**Problem requirements:**
The word "single" occurs in some lines of the data. Return each such line.

[Recorded data]
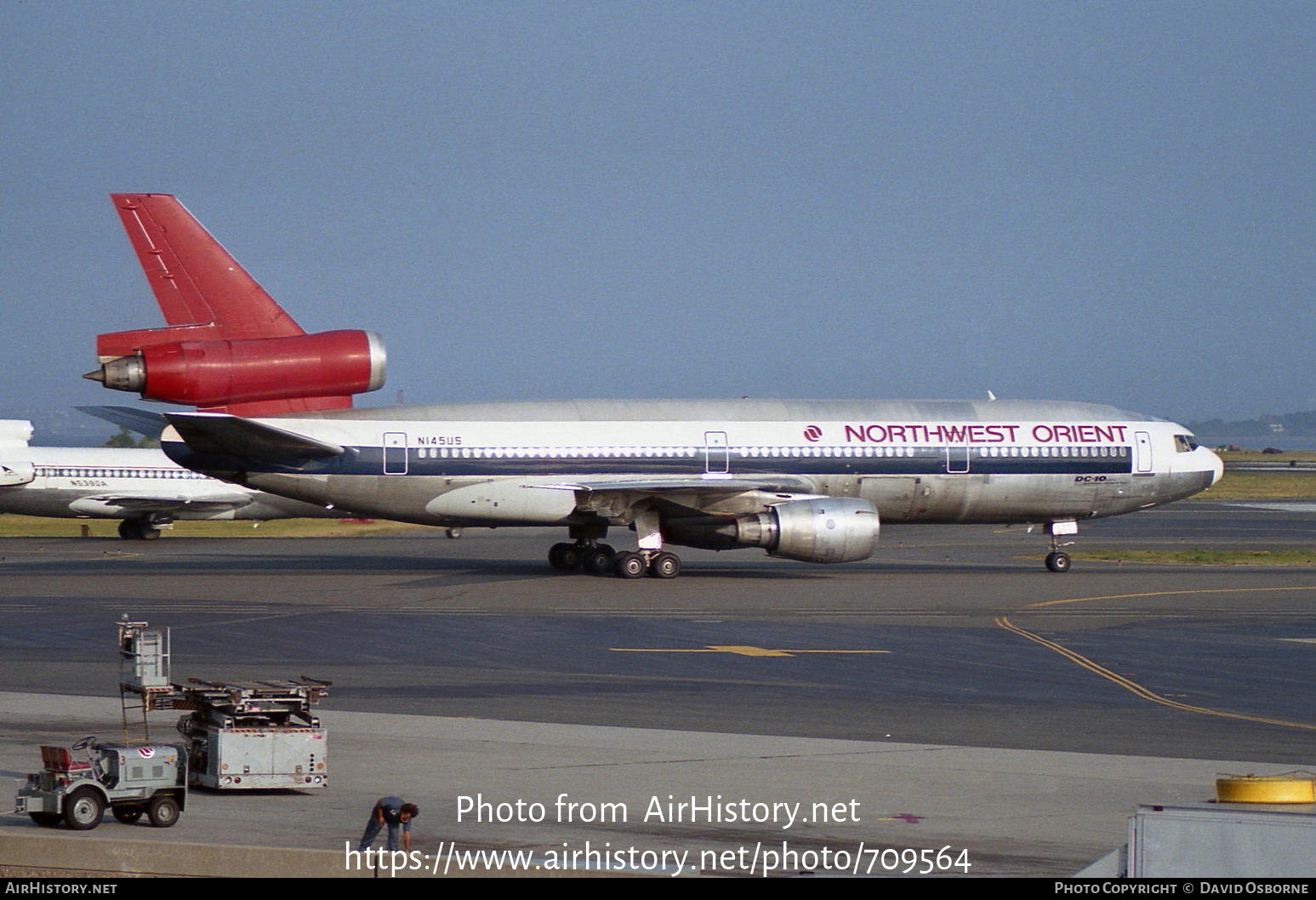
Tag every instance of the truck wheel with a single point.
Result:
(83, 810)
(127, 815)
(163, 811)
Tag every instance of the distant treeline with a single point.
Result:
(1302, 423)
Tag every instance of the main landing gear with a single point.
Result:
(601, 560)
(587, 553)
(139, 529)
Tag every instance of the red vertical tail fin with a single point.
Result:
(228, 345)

**Exercise solution:**
Tag every instance of the truck wheel with a single point.
Tag every instance of the distant treeline with a single point.
Tag every instance of the main landing gear with a single point.
Tag every instance of the red vertical tail fin with a single point.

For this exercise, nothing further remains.